Every line from the one with "Target: green stripe on cup" to the one with "Confirm every instance of the peanut butter chip", including those two, is to be copied exactly; all other lines of the entries below are left out.

Information provided:
····················

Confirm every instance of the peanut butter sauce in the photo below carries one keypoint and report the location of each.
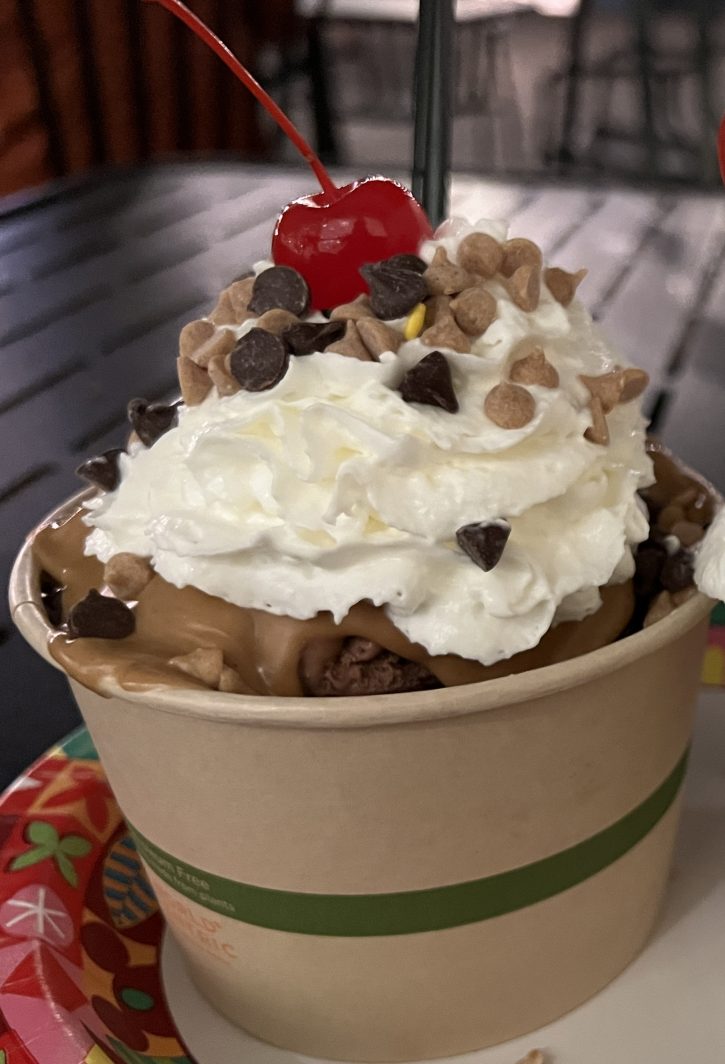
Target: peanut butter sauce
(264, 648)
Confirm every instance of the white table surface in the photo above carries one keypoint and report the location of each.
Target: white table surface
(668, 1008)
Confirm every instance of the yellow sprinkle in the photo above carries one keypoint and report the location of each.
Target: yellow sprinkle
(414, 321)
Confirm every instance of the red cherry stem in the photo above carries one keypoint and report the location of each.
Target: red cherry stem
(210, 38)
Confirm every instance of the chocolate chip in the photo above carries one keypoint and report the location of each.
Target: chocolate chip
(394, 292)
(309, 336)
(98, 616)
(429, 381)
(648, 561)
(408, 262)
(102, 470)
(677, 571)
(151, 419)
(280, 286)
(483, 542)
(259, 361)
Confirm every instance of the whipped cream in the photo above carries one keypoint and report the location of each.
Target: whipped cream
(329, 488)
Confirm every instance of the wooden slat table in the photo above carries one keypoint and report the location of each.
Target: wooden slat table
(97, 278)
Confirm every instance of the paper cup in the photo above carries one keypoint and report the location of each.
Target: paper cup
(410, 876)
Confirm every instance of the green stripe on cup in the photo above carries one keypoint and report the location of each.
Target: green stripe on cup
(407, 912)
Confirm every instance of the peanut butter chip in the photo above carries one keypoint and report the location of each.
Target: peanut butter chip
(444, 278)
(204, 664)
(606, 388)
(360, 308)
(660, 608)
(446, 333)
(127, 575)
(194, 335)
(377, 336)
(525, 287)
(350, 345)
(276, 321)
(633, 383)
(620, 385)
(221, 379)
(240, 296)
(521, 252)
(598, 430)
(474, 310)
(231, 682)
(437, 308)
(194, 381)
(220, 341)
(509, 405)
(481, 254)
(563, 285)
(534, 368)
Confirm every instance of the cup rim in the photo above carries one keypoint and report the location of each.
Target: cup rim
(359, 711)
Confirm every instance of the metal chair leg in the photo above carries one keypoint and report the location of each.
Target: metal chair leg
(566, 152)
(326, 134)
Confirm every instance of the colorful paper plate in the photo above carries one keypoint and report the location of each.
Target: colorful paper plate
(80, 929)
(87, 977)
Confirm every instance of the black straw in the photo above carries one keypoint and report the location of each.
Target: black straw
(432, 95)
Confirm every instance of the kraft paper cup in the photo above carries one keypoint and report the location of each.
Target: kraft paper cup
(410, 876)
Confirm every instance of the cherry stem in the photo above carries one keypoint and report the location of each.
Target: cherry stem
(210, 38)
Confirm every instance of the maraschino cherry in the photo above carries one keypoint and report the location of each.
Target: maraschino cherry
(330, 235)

····················

Result below:
Target: green stripe on cup
(407, 912)
Confirm every instance of the peanut butter chip in the photo above carries one keypoint and report the location of each.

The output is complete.